=== Task statement ===
The lines to reproduce run from the one containing "Localize the navy" through the end of the records below. Reproduce them exactly and add nothing.

[Opening Information supplied section]

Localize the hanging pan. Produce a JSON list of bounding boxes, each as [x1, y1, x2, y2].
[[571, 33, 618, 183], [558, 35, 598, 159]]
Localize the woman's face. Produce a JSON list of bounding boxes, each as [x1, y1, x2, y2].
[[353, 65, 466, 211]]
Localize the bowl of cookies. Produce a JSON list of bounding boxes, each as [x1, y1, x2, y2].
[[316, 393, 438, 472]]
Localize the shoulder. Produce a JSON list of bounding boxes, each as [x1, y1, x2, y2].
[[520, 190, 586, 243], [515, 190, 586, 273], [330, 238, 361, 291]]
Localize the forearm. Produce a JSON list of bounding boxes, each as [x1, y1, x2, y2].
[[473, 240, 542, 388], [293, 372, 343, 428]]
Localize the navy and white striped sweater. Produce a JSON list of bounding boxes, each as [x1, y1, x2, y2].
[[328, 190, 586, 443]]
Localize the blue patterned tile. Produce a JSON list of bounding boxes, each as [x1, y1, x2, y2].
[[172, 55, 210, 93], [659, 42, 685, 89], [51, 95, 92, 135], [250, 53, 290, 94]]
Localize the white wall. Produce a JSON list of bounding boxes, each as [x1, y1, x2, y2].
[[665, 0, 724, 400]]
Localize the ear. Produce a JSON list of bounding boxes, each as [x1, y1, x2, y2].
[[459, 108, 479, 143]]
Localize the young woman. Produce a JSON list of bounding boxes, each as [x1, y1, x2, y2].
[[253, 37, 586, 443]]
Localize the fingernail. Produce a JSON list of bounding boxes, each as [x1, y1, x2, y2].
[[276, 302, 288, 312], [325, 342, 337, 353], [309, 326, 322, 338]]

[Closing Information supplied section]

=== Task solution ===
Localize the navy and white striped sweater. Produce a JSON list of bounding boxes, each as [x1, y1, x2, y2].
[[328, 190, 586, 443]]
Localize the blue patterned tile. Produce a JSON list of bounding boxes, each as [x1, y1, x2, y2].
[[172, 55, 210, 93], [659, 42, 685, 89], [51, 95, 92, 135], [250, 53, 290, 94]]
Localize the white wall. Produce a JSON list of bounding boxes, each as [x1, y1, x2, y2].
[[665, 0, 724, 400]]
Localize the ear. Produce a JSON list of bounding boxes, each as [x1, y1, x2, y2].
[[459, 108, 479, 143]]
Localize the young woman. Produce a JSON list of bounding boxes, each as [x1, y1, x2, y2].
[[253, 37, 586, 443]]
Localize the fingernail. Produce a JSON list of bounding boxes, each as [x1, y1, x2, y2].
[[276, 302, 288, 312], [325, 342, 337, 353], [309, 326, 322, 338]]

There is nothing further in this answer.